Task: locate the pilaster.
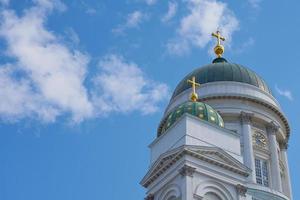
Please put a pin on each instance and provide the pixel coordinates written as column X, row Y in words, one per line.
column 272, row 129
column 241, row 191
column 187, row 173
column 246, row 119
column 288, row 186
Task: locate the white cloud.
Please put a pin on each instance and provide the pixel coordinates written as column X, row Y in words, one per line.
column 45, row 78
column 285, row 93
column 254, row 3
column 172, row 9
column 4, row 2
column 203, row 18
column 123, row 87
column 53, row 74
column 133, row 20
column 150, row 2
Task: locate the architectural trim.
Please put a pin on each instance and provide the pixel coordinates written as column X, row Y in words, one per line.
column 241, row 190
column 212, row 155
column 272, row 127
column 211, row 186
column 246, row 118
column 265, row 104
column 187, row 170
column 149, row 197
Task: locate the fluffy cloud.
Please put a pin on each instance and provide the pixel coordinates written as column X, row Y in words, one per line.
column 203, row 18
column 55, row 73
column 123, row 87
column 4, row 2
column 133, row 20
column 150, row 2
column 285, row 93
column 45, row 79
column 255, row 3
column 172, row 9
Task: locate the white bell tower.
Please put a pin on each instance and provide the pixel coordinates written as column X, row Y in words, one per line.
column 231, row 144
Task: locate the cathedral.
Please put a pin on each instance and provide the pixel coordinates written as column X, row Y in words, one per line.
column 223, row 136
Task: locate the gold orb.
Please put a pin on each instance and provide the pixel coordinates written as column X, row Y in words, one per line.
column 219, row 50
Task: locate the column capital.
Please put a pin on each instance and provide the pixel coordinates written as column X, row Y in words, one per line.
column 246, row 118
column 241, row 190
column 283, row 145
column 187, row 170
column 272, row 127
column 149, row 197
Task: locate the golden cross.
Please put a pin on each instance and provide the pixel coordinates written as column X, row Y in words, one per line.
column 194, row 84
column 218, row 36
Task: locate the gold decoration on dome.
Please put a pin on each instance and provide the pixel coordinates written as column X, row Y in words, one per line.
column 219, row 48
column 194, row 84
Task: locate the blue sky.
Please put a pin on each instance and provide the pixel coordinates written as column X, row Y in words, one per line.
column 83, row 84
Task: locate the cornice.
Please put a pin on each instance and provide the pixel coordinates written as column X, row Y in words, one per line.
column 225, row 161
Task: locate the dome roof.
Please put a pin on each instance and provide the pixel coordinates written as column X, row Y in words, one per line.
column 221, row 70
column 197, row 109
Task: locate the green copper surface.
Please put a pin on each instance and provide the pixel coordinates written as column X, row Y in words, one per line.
column 221, row 70
column 197, row 109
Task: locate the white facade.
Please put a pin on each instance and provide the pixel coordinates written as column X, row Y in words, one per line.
column 247, row 159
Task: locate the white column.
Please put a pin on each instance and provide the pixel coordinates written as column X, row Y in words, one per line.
column 187, row 183
column 248, row 145
column 272, row 129
column 241, row 192
column 288, row 185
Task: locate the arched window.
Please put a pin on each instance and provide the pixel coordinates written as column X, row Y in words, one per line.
column 211, row 196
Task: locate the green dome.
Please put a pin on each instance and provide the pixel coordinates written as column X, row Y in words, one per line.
column 221, row 70
column 197, row 109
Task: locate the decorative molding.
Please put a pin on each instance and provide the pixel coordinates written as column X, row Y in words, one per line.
column 284, row 145
column 197, row 197
column 241, row 190
column 149, row 197
column 272, row 127
column 265, row 104
column 246, row 118
column 213, row 155
column 187, row 170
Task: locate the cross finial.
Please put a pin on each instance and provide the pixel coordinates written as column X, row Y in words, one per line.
column 219, row 48
column 194, row 84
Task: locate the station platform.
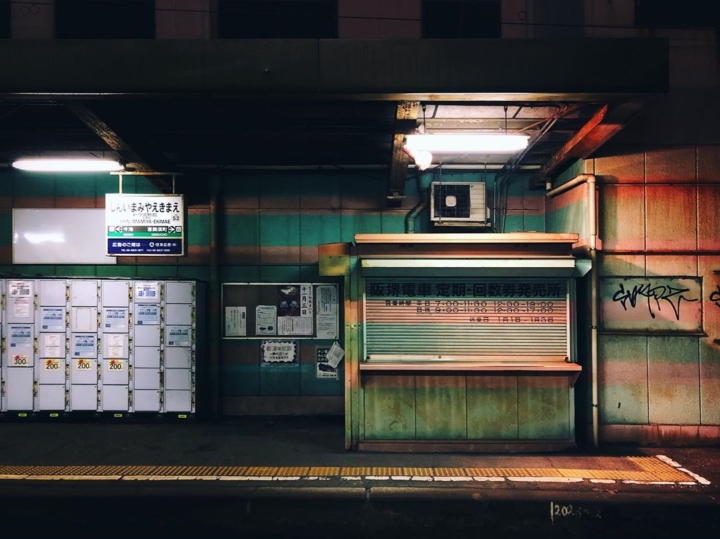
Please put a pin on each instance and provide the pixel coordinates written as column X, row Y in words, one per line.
column 244, row 472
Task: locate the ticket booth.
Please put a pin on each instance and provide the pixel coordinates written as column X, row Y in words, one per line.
column 459, row 342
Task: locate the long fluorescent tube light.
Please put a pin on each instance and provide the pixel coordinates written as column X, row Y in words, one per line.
column 67, row 165
column 463, row 143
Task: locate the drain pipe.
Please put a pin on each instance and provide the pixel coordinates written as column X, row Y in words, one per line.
column 593, row 236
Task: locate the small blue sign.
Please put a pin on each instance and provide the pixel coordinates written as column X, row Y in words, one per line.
column 143, row 246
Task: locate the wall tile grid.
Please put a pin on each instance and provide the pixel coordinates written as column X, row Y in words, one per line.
column 647, row 379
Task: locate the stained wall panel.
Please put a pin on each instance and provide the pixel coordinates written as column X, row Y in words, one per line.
column 622, row 217
column 671, row 165
column 440, row 404
column 622, row 378
column 671, row 222
column 389, row 407
column 673, row 380
column 709, row 217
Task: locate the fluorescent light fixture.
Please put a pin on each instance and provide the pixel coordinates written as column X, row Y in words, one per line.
column 466, row 143
column 67, row 165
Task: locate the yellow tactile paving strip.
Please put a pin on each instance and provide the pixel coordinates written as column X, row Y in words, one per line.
column 617, row 469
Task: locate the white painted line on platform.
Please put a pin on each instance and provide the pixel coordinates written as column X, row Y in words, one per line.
column 668, row 460
column 494, row 479
column 695, row 476
column 546, row 479
column 453, row 478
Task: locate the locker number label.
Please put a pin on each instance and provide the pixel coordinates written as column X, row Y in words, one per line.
column 20, row 360
column 116, row 365
column 83, row 364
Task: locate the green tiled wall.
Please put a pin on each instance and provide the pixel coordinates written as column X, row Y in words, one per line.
column 269, row 226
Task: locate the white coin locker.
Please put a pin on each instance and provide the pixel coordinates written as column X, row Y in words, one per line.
column 146, row 357
column 51, row 321
column 18, row 363
column 179, row 343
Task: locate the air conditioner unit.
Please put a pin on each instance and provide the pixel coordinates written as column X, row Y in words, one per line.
column 458, row 204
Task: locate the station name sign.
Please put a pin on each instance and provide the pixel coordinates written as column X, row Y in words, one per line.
column 145, row 225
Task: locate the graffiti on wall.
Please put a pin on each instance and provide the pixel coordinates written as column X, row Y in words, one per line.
column 652, row 304
column 715, row 296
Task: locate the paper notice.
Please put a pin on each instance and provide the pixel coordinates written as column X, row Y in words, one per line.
column 327, row 326
column 115, row 344
column 235, row 321
column 265, row 320
column 335, row 355
column 327, row 299
column 279, row 351
column 295, row 325
column 53, row 345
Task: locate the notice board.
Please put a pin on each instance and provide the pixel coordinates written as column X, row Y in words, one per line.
column 280, row 310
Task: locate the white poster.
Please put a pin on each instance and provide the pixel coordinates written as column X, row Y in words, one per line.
column 235, row 321
column 265, row 320
column 52, row 318
column 147, row 315
column 335, row 355
column 289, row 325
column 324, row 369
column 84, row 318
column 295, row 310
column 279, row 352
column 178, row 335
column 327, row 299
column 327, row 326
column 115, row 344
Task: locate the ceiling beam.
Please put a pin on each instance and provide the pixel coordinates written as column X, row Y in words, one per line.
column 131, row 157
column 607, row 121
column 405, row 119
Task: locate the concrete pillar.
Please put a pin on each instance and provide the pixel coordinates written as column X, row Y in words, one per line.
column 32, row 20
column 368, row 19
column 185, row 19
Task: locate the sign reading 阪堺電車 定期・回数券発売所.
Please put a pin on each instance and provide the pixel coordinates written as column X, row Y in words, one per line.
column 145, row 225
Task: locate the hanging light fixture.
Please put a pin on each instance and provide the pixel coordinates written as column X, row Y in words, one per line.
column 67, row 165
column 466, row 143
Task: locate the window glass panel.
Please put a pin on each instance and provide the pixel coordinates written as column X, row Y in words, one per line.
column 4, row 18
column 105, row 19
column 460, row 19
column 677, row 14
column 274, row 19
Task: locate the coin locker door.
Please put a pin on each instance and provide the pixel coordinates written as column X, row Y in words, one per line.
column 179, row 292
column 115, row 293
column 20, row 302
column 83, row 371
column 19, row 362
column 51, row 371
column 52, row 292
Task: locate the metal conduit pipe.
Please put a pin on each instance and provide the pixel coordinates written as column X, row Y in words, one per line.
column 592, row 224
column 215, row 400
column 419, row 207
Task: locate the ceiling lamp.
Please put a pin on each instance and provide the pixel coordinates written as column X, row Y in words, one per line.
column 67, row 165
column 466, row 143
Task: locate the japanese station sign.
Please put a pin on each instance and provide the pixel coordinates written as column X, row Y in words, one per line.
column 145, row 225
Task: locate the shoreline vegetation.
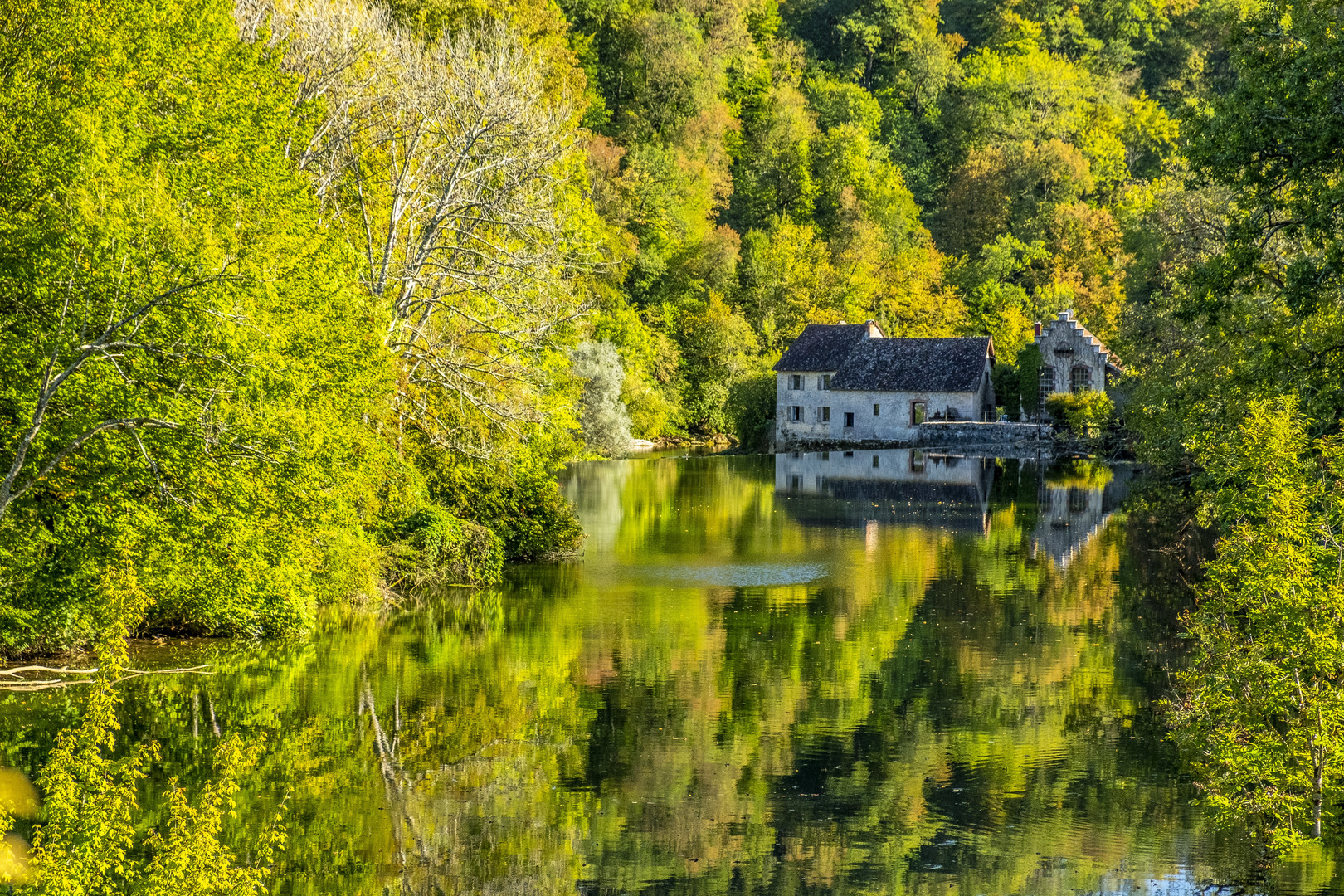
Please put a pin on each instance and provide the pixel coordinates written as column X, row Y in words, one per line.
column 305, row 301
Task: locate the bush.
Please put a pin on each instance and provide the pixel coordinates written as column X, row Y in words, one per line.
column 435, row 546
column 1085, row 414
column 752, row 411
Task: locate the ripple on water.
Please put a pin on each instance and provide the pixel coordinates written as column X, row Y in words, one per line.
column 735, row 574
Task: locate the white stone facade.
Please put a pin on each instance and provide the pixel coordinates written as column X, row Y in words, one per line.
column 882, row 416
column 1073, row 359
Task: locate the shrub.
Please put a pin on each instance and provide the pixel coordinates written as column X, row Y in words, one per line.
column 752, row 410
column 1085, row 414
column 435, row 546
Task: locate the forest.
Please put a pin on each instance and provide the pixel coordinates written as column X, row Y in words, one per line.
column 305, row 301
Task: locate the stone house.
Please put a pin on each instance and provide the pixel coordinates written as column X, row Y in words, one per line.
column 1071, row 359
column 851, row 383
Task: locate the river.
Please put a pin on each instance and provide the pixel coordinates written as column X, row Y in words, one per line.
column 871, row 672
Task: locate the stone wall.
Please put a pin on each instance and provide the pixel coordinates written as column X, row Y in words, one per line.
column 1064, row 345
column 971, row 433
column 926, row 434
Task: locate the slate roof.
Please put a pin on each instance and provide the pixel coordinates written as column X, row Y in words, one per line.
column 821, row 347
column 914, row 366
column 1068, row 317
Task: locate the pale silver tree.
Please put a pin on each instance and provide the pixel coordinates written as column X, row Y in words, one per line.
column 606, row 422
column 446, row 167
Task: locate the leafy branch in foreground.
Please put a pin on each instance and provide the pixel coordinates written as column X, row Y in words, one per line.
column 1261, row 707
column 448, row 165
column 88, row 835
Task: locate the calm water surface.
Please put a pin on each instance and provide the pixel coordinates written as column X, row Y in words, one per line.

» **WORK INSTRUCTION**: Each line that includes "ceiling" counts once; state how many such lines the listing has, with no other words.

» **TASK SOLUTION**: 2